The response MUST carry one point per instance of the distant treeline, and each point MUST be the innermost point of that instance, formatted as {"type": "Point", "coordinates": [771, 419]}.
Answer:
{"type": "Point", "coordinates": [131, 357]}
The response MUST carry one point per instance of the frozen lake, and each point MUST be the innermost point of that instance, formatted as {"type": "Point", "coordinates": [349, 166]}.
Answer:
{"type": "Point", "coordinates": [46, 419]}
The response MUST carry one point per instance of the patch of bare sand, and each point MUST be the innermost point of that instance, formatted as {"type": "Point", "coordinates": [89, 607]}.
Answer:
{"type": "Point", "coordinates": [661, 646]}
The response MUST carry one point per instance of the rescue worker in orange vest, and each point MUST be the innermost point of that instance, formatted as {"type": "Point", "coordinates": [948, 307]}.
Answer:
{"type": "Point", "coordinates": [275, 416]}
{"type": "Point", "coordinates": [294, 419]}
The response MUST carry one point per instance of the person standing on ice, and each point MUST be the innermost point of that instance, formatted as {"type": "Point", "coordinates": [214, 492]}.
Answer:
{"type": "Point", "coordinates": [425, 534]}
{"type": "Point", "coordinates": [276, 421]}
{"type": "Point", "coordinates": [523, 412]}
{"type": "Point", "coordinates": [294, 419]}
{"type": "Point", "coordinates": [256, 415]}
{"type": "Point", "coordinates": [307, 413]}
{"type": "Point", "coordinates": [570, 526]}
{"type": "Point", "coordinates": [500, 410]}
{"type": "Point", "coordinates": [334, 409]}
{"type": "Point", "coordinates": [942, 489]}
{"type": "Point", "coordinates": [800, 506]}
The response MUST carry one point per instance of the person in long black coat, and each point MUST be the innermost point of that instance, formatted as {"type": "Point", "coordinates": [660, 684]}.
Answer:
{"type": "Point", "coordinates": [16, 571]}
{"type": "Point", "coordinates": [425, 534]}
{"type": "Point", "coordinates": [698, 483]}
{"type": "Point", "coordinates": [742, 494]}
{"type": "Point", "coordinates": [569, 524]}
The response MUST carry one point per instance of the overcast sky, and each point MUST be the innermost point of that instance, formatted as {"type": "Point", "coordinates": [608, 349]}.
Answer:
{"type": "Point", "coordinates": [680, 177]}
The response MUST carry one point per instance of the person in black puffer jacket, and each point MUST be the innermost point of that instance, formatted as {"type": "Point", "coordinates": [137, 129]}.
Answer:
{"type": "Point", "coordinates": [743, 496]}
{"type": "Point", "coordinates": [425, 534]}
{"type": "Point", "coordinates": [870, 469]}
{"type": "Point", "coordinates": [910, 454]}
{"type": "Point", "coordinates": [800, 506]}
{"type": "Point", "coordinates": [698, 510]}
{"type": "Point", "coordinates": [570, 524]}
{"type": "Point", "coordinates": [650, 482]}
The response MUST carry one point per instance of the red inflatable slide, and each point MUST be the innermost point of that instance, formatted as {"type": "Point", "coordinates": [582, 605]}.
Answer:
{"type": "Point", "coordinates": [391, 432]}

+ + + + + + +

◆ **Goal of the exercise**: Output each entry precisely as given.

◆ **Worked solution**:
The response MUST carry one point per instance of the distant treeline, and each point MUST be the innermost point of that instance, formatted as {"type": "Point", "coordinates": [771, 419]}.
Answer:
{"type": "Point", "coordinates": [131, 357]}
The response MUST carry one point per instance of the frozen lake, and each point MUST be the innermost point of that instance, formatted as {"type": "Point", "coordinates": [349, 166]}.
Answer:
{"type": "Point", "coordinates": [46, 419]}
The response MUST carry one point per instance of the patch of bare sand, and each point MUST be the innermost point of that instance, formatted as {"type": "Point", "coordinates": [89, 607]}.
Answer:
{"type": "Point", "coordinates": [661, 646]}
The response MUST carry one point per instance of the rescue worker in orange vest, and each point MUST be the innermost point of that instance, formatted as {"type": "Point", "coordinates": [948, 307]}.
Answer:
{"type": "Point", "coordinates": [275, 416]}
{"type": "Point", "coordinates": [294, 419]}
The response MUST carry one point per instance of the person standing on ice, and each point MUST be the innermost point of that instance, formatted as {"type": "Point", "coordinates": [214, 492]}.
Answer:
{"type": "Point", "coordinates": [425, 534]}
{"type": "Point", "coordinates": [276, 421]}
{"type": "Point", "coordinates": [523, 412]}
{"type": "Point", "coordinates": [294, 419]}
{"type": "Point", "coordinates": [256, 415]}
{"type": "Point", "coordinates": [307, 413]}
{"type": "Point", "coordinates": [570, 526]}
{"type": "Point", "coordinates": [500, 410]}
{"type": "Point", "coordinates": [334, 409]}
{"type": "Point", "coordinates": [942, 489]}
{"type": "Point", "coordinates": [800, 506]}
The response MUST carry one point per instance of the person in long black coat, and each point MUST be the innermost point of that instance, formatted as {"type": "Point", "coordinates": [660, 684]}.
Answer:
{"type": "Point", "coordinates": [16, 571]}
{"type": "Point", "coordinates": [425, 534]}
{"type": "Point", "coordinates": [698, 483]}
{"type": "Point", "coordinates": [742, 494]}
{"type": "Point", "coordinates": [569, 524]}
The response MUST carry one point per instance of the overcast sky, and each point MUST be the innermost point of that instance, formatted as {"type": "Point", "coordinates": [608, 349]}.
Answer:
{"type": "Point", "coordinates": [680, 177]}
The response MUST carry one point per instance of the person in black puffer jacket, and each point MUST be the innermost point of that instance, formatted as {"type": "Point", "coordinates": [137, 129]}.
Answer:
{"type": "Point", "coordinates": [743, 496]}
{"type": "Point", "coordinates": [425, 534]}
{"type": "Point", "coordinates": [870, 469]}
{"type": "Point", "coordinates": [910, 454]}
{"type": "Point", "coordinates": [800, 506]}
{"type": "Point", "coordinates": [698, 510]}
{"type": "Point", "coordinates": [570, 524]}
{"type": "Point", "coordinates": [650, 482]}
The response MUST carry one point per instance of the red inflatable slide, and each point MUST be the innermost point of that instance, formatted as {"type": "Point", "coordinates": [582, 605]}.
Answer:
{"type": "Point", "coordinates": [391, 432]}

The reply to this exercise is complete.